短い課題 A: 下の出典抜粋のうち「石原安野(いしはら・あや)」で始まる段落を、主な事実を残して箇条書きに書き直してください。

出典抜粋:
——

オタク研究者シリーズ第5弾!
ゲストは物理学者の石原安野さんです。
石原さんは2012年、
南極点にある観測施設で、
宇宙の謎にせまる大発見をしました。
早野フェローが聞き手となり、
そのときのこと、これからのこと、
いろいろな話をうかがってきました。
勉強パートと対談パートをあわせた
特別2部構成にておとどけします。
宇宙の話って、やっぱりおもしろい!
石原安野(いしはら・あや)
物理学者
千葉大学・大学院理学研究院・
グローバルプロミネント研究基幹 教授
1974年生まれ。
1998年、東京理科大学卒業、
2004年、テキサス大学大学院博士課程修了。
2005年より南極点の国際共同ニュートリノ観測施設
「アイスキューブ(IceCube)」に中心メンバーとして参加。

——

短い課題 B: 記録のうち「Locate every instance of the license」を含む行から始めて記録の最後の行まで(両端を含む)を、「license plate」を「number plate」に置き換え、ほかは一切変えずに更新してください。示すのはその行だけにしてください。

[位置ラベル付けの記録]

——

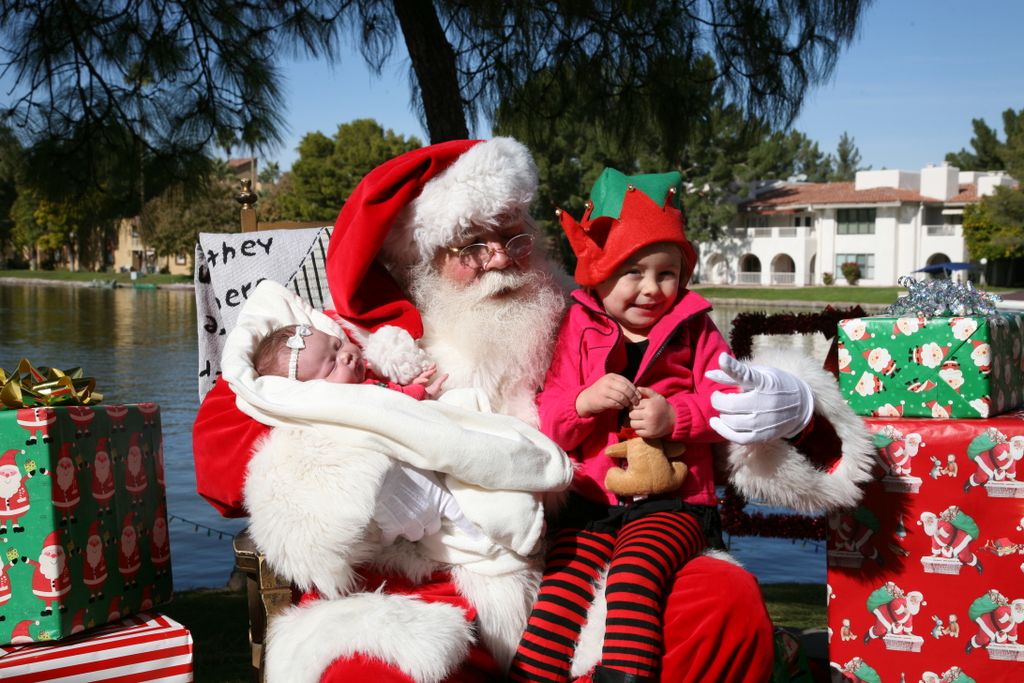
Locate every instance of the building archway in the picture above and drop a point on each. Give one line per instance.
(783, 269)
(750, 269)
(717, 270)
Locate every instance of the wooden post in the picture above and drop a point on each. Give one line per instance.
(247, 198)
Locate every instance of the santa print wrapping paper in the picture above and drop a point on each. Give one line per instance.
(139, 648)
(915, 367)
(926, 578)
(83, 520)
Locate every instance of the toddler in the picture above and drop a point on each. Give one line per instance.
(630, 360)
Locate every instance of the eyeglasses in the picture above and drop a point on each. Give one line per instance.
(478, 255)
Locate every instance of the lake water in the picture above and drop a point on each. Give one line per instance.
(140, 346)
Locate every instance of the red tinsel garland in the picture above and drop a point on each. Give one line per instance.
(735, 520)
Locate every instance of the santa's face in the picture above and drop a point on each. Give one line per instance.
(134, 459)
(460, 267)
(159, 531)
(51, 561)
(65, 473)
(128, 540)
(10, 480)
(101, 466)
(93, 550)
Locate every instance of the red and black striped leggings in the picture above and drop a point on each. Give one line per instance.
(641, 560)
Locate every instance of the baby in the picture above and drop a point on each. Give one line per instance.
(302, 352)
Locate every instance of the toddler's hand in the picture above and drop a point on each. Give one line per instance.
(434, 388)
(653, 417)
(425, 376)
(610, 392)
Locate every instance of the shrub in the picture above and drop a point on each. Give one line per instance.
(851, 270)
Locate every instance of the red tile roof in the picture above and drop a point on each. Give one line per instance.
(792, 195)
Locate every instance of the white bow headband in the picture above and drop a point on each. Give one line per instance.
(296, 343)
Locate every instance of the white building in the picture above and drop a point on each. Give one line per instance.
(889, 222)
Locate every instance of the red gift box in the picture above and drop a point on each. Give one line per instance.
(142, 647)
(926, 577)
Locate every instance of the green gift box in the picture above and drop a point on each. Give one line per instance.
(939, 367)
(83, 517)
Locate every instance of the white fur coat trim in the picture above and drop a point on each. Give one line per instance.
(424, 640)
(777, 473)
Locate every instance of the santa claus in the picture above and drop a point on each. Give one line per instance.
(160, 546)
(94, 568)
(102, 477)
(128, 552)
(13, 496)
(51, 581)
(65, 491)
(136, 480)
(393, 259)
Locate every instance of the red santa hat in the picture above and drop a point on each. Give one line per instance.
(20, 633)
(408, 208)
(7, 460)
(52, 540)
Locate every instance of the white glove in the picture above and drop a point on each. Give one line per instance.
(773, 403)
(412, 504)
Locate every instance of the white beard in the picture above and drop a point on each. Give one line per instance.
(50, 566)
(495, 334)
(9, 484)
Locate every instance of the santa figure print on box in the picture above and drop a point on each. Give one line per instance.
(65, 491)
(135, 477)
(51, 581)
(102, 476)
(94, 567)
(13, 496)
(951, 531)
(997, 621)
(129, 560)
(894, 611)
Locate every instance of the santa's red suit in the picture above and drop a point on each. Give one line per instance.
(65, 491)
(94, 567)
(996, 626)
(452, 624)
(45, 586)
(949, 541)
(102, 478)
(894, 616)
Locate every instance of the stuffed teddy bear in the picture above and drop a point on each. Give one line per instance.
(649, 467)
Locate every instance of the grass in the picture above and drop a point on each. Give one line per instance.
(89, 275)
(217, 620)
(861, 295)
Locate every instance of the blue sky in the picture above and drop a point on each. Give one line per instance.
(906, 89)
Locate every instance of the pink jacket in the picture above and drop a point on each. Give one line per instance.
(684, 345)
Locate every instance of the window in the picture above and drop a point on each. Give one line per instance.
(865, 261)
(855, 221)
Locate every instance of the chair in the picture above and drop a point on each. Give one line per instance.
(226, 266)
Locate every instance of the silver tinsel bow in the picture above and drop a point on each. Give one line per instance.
(942, 297)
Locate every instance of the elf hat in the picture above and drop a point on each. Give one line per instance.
(409, 207)
(624, 215)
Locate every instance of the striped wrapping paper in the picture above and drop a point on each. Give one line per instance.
(142, 647)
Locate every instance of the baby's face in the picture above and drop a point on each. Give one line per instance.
(331, 358)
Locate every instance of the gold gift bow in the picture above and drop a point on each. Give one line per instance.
(29, 386)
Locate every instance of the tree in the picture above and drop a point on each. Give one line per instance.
(186, 75)
(847, 160)
(171, 222)
(328, 169)
(991, 154)
(270, 173)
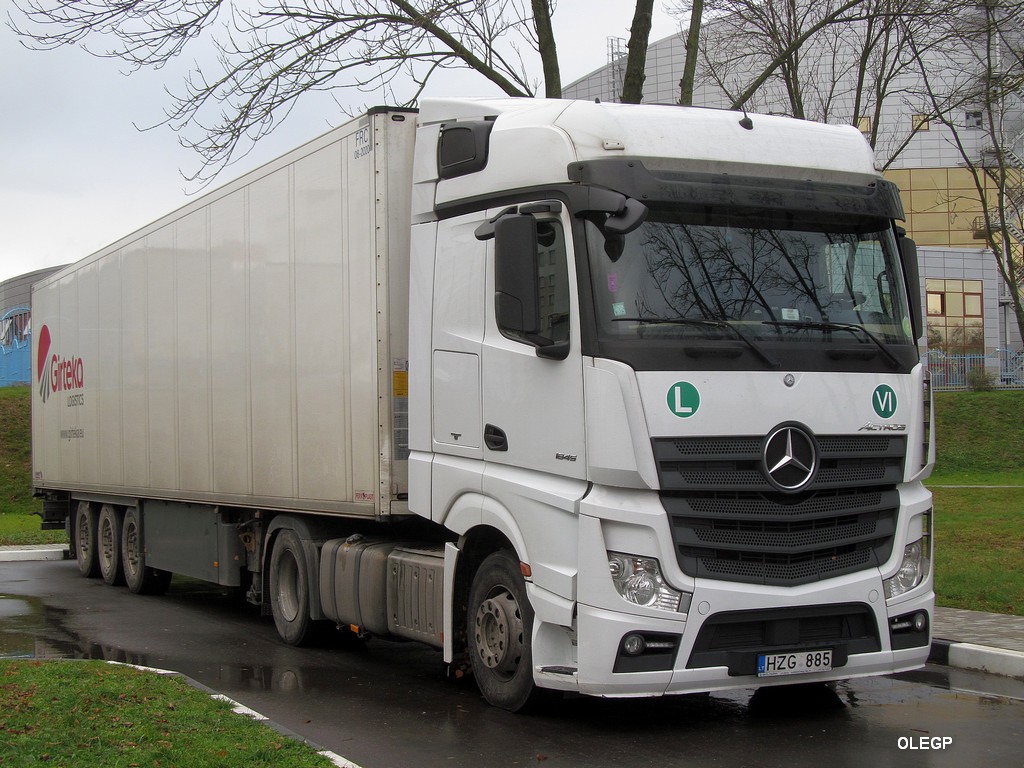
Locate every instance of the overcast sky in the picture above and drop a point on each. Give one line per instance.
(76, 174)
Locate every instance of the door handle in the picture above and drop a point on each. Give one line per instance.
(495, 438)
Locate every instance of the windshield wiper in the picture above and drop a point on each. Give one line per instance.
(765, 357)
(849, 327)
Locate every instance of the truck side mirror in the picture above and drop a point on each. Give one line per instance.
(911, 274)
(516, 285)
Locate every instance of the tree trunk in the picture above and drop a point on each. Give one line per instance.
(692, 48)
(546, 45)
(636, 61)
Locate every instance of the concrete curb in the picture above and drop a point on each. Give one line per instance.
(240, 709)
(24, 553)
(978, 657)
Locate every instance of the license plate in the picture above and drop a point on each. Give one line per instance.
(772, 665)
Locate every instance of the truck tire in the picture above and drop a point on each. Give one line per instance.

——

記述回答 A:
- 石原安野(いしはら・あや)、物理学者
- 千葉大学・大学院理学研究院・グローバルプロミネント研究基幹 教授
- 1974年生まれ
- 1998年、東京理科大学卒業
- 2004年、テキサス大学大学院博士課程修了
- 2005年から南極点の国際共同ニュートリノ観測施設「アイスキューブ(IceCube)」に中心メンバーとして参加

記述回答 B:
Locate every instance of the number plate in the picture above and drop a point on each. Give one line per instance.
(772, 665)
Locate every instance of the truck tire in the picture above and drop a point on each. Give one line per instance.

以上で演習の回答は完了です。